SUPPLIED MATERIAL -
>> BEGIN

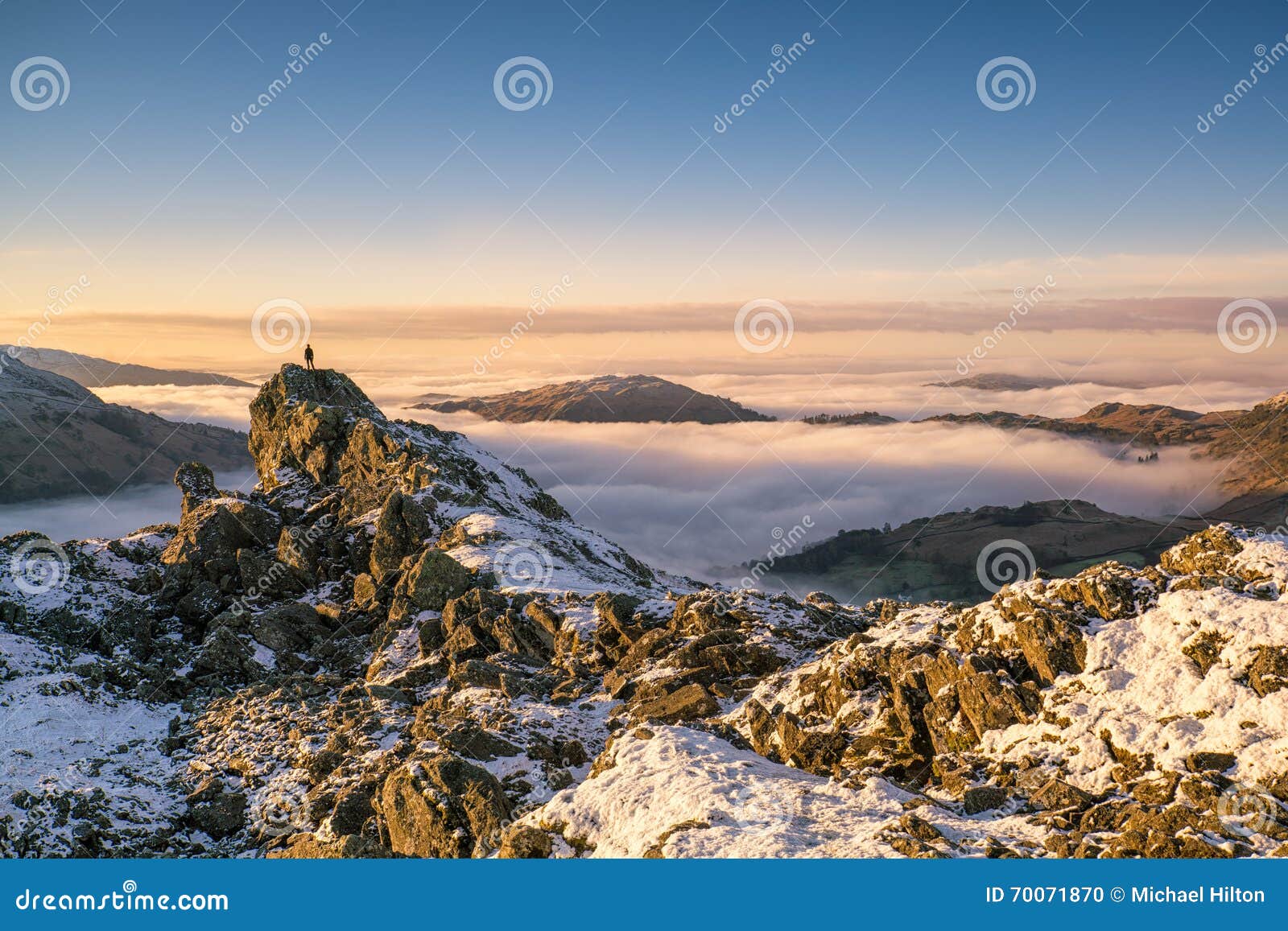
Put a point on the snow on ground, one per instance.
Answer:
(684, 792)
(68, 746)
(1144, 692)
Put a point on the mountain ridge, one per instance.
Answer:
(397, 645)
(94, 373)
(60, 438)
(603, 399)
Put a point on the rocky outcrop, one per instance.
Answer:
(345, 663)
(444, 806)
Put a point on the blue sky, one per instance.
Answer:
(403, 216)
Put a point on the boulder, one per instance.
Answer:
(1269, 669)
(433, 579)
(197, 484)
(214, 529)
(526, 842)
(401, 531)
(444, 806)
(216, 811)
(687, 703)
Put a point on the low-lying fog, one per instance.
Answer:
(83, 517)
(692, 499)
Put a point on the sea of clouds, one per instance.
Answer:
(701, 500)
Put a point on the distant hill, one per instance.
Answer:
(93, 373)
(860, 418)
(1114, 422)
(998, 383)
(605, 399)
(57, 438)
(935, 558)
(1257, 443)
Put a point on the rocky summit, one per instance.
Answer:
(397, 645)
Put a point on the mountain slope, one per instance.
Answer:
(605, 399)
(937, 557)
(1256, 446)
(396, 647)
(96, 373)
(57, 438)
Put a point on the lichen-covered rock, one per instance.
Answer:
(401, 531)
(444, 806)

>> END

Rewrite the records above with every "Put a point" changed to "Place a marker" and nothing else altered. Leave the pictures out.

Place a marker on the snow on ground, one per instance.
Answer:
(684, 792)
(68, 746)
(1144, 692)
Place a marker on the mountain ridge, one per instance.
Answer:
(397, 645)
(94, 373)
(60, 438)
(603, 399)
Place a marker on the rocky outcrop, one per instance.
Answer:
(345, 663)
(444, 806)
Place a marker on the blue sky, one per instance.
Answer:
(403, 216)
Place a marker on the boulder, one per instance.
Answer:
(1269, 669)
(433, 579)
(197, 484)
(214, 529)
(526, 842)
(401, 531)
(444, 806)
(216, 811)
(687, 703)
Place a marker on the low-lying fog, one per instance.
Answer:
(83, 517)
(692, 499)
Place a marker on the sea of clouds, one per instance.
Answer:
(701, 500)
Place a marker on the distant hill, one per instance.
Answer:
(93, 373)
(860, 418)
(1114, 422)
(998, 383)
(605, 399)
(57, 438)
(935, 558)
(1257, 443)
Place a marker on the rocky summit, one per instance.
Answer:
(397, 645)
Place a marker on the mountain slope, one per instance.
Answer:
(605, 399)
(937, 557)
(1256, 446)
(396, 647)
(96, 373)
(57, 438)
Place a marker on the lichen-covered rock, one per instance.
Answer:
(401, 531)
(444, 806)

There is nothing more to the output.